▶ **EXERCISE**
From the start of the records through the line that contains "x=62, y=145", switch "pin" to "marker" and write those lines out again with nothing else changed. Leave the pictures out of your answer.

++++ AVAILABLE RECORDS

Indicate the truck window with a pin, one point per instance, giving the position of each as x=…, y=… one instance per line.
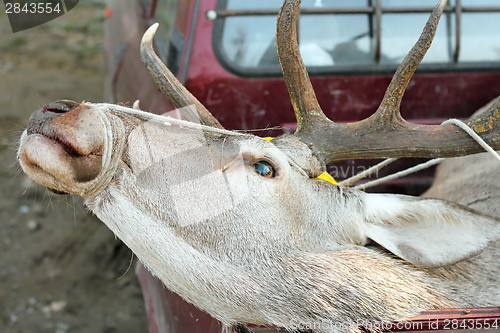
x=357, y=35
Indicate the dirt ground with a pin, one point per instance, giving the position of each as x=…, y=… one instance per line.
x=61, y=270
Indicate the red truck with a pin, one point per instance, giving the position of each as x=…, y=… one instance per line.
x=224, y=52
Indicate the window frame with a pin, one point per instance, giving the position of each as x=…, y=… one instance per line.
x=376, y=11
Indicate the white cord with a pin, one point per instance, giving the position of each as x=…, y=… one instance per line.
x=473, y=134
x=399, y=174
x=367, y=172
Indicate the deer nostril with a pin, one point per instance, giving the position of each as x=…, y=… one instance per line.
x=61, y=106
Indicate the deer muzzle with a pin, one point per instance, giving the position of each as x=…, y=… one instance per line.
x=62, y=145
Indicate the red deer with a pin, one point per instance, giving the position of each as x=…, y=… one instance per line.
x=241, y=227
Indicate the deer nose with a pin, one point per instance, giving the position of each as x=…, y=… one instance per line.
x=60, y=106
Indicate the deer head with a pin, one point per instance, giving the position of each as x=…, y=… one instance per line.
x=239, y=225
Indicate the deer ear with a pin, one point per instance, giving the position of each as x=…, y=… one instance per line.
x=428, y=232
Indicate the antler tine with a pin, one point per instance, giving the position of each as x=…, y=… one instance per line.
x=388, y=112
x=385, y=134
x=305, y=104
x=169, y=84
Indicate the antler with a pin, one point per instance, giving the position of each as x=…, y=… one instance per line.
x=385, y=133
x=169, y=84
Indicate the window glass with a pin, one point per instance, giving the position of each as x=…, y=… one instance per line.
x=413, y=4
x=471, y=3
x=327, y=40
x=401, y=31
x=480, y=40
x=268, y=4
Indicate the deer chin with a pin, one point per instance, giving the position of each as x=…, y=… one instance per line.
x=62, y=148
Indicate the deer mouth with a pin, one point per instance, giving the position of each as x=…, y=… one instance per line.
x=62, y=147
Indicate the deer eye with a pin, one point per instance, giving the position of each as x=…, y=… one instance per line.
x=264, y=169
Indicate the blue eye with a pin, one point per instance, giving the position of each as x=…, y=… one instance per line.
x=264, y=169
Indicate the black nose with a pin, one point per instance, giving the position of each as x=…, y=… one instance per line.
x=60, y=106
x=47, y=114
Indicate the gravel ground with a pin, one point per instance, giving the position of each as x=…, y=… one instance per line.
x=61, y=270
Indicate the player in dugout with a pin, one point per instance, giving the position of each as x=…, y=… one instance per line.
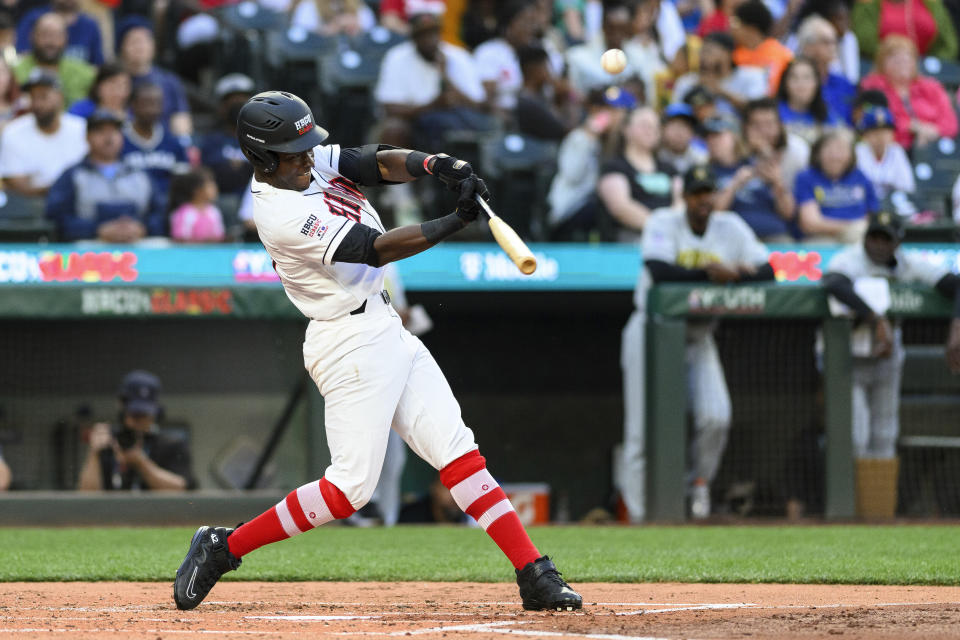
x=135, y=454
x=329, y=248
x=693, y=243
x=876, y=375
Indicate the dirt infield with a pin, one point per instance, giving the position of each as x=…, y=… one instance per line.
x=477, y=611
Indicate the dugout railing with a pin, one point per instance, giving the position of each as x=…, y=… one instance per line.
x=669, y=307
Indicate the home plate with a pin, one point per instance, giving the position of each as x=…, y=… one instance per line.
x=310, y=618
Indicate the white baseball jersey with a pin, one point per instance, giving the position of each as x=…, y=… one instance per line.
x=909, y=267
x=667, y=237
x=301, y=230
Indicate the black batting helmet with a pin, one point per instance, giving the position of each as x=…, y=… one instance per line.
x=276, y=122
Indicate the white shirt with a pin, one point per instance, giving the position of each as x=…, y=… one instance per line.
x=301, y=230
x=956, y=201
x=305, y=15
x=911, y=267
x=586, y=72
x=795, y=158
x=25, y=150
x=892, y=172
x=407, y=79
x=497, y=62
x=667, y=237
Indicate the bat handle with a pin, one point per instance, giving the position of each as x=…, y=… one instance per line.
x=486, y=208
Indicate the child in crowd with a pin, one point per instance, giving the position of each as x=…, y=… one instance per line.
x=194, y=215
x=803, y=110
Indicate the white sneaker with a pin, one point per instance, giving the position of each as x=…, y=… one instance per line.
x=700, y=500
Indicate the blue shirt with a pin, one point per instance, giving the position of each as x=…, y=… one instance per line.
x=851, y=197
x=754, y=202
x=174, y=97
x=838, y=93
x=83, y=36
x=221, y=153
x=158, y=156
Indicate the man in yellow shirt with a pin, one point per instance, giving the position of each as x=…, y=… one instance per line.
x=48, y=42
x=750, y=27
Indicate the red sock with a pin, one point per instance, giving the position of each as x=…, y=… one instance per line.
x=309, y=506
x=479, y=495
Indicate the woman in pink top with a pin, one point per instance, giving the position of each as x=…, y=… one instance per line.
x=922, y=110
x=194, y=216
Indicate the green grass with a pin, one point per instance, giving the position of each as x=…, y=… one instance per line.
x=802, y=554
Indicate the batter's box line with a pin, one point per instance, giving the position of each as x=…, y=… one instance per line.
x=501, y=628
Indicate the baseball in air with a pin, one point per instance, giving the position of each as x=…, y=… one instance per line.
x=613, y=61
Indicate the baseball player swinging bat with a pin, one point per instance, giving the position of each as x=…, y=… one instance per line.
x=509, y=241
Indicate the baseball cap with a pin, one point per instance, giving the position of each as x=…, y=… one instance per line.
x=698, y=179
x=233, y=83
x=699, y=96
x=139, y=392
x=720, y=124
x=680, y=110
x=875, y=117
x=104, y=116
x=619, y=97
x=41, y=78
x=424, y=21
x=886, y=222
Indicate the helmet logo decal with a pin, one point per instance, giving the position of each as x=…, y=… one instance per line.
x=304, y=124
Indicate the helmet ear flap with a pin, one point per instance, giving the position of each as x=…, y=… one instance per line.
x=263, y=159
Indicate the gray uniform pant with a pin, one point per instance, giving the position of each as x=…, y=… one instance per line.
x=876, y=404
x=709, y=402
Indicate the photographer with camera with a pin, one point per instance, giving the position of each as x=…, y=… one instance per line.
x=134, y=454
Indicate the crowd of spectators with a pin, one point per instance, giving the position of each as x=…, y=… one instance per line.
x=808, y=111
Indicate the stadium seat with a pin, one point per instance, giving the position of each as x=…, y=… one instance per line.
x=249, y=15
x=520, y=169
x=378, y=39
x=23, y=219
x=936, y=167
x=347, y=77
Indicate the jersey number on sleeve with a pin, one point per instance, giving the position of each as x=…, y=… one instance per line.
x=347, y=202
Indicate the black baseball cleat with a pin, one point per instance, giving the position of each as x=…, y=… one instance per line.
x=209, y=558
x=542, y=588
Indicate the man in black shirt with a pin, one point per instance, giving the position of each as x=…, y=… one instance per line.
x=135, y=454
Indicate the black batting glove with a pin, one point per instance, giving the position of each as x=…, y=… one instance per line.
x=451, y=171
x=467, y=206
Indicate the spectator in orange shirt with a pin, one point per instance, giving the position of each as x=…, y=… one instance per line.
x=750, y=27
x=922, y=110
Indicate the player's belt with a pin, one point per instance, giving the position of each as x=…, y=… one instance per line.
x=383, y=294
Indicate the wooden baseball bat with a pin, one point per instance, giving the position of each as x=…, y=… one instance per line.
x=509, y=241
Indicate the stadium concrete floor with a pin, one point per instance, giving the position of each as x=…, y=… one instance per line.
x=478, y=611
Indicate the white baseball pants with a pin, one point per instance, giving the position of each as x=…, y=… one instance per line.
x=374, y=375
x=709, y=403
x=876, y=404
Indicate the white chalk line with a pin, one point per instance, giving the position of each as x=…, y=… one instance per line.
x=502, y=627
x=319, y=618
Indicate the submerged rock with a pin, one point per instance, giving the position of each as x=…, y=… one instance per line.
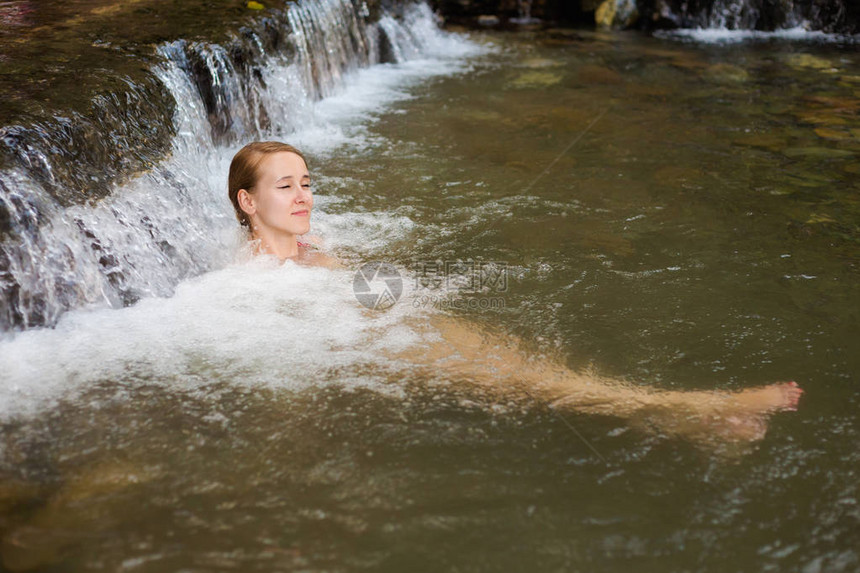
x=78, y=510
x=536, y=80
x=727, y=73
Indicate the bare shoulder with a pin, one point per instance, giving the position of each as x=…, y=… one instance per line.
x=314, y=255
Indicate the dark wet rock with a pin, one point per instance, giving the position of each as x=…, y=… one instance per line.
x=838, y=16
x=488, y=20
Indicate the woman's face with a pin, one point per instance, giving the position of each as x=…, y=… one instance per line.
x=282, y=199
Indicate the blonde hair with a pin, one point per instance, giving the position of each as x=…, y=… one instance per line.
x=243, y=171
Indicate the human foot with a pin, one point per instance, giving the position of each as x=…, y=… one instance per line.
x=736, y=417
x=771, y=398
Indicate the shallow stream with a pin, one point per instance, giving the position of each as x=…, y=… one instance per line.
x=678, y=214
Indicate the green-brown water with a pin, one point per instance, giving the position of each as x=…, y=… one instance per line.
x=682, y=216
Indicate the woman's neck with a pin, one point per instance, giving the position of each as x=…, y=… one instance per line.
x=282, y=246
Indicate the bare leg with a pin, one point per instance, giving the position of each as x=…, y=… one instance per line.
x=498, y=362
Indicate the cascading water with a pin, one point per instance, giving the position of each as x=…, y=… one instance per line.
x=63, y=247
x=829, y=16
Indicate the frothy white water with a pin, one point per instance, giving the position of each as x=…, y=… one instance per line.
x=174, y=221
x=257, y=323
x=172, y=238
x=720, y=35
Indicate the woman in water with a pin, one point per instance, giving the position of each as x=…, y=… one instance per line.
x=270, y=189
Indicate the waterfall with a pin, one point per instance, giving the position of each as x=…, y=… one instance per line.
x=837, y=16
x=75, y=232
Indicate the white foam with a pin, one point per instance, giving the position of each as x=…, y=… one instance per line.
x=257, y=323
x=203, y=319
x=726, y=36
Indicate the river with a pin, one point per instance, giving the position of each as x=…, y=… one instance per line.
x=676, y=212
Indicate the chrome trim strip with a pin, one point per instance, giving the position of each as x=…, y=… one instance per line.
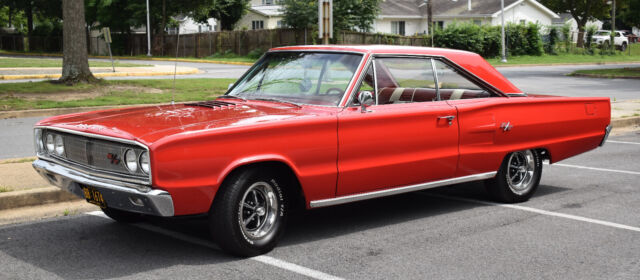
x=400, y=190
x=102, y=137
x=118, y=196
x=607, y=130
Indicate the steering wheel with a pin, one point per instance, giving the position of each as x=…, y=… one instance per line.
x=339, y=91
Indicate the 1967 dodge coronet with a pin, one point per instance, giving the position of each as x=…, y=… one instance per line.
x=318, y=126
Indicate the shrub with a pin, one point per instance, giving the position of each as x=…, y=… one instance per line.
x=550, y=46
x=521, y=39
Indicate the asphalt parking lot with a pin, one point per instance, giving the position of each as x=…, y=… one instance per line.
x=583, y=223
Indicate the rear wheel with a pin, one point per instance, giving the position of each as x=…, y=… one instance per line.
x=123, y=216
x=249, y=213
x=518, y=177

++++++++

▶ **FINAL RESULT**
Indicate the truck window with a marker, one point per instance, giving the position of each as x=…, y=… one instance per line.
x=357, y=35
Indicate the dirt ground with a marker, one point per instance, giving the position of each as x=…, y=… one instance per line.
x=61, y=270
Indicate the red truck with a marker, one point per instance, giving the position of each as x=…, y=… one instance per line.
x=224, y=52
Indicate the window frame with a marker, one point per instance, giving the position of each as x=…, y=… one instance per line.
x=376, y=11
Indicate the white cord with a marker, one point per instance, giving the position of each as x=…, y=… one instance per line.
x=473, y=134
x=399, y=174
x=367, y=172
Indicate the deer nostril with a marker, one point per instance, giving the position of each as x=…, y=… one instance per line.
x=61, y=106
Indicate the deer muzzle with a marker, one point per instance, giving the position of each as x=…, y=… one instance per line.
x=62, y=145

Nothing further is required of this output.